Problem to solve: Copy out every line of the material below exactly, leaving out the pictures.
━━━━━━━━━━
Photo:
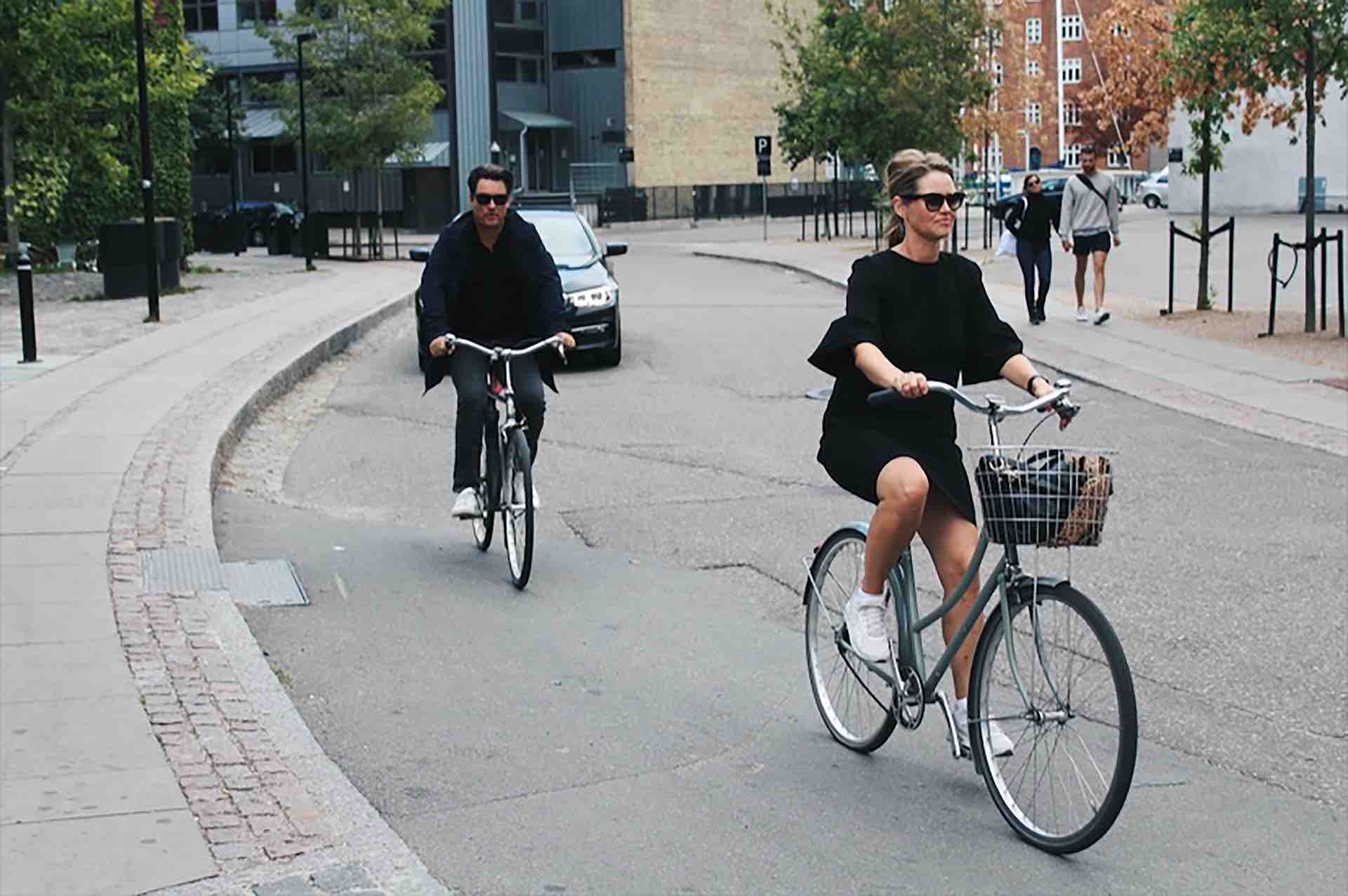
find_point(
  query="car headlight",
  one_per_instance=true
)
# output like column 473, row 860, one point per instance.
column 593, row 298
━━━━━━━━━━
Output below:
Photo:
find_point(
  query="car headlight",
  one_per_instance=true
)
# output like column 473, row 860, one point per instance.
column 593, row 298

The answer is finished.